_AIM OF THE TASK_
Arrange the records from the line containing "fan blade, put" through the end of the records as a two-column CSV with the headers text and answer. Use one row per record, put each field in quotes, and replace any line breaks with spaces.

::: DATA SECTION :::

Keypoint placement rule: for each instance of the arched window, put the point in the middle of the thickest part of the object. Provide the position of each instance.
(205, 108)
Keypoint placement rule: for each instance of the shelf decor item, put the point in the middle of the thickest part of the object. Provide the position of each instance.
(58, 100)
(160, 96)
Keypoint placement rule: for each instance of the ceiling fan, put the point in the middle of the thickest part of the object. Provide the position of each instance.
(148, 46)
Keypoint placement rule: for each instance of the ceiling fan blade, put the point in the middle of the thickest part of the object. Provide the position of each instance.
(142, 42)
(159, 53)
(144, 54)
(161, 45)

:::

_RESPONSE_
text,answer
"Keypoint placement rule: for each instance of the ceiling fan blade, put the point in the middle of the thickest part of the object. Provide the position of each instance.","(142, 42) (159, 53) (144, 54) (161, 45)"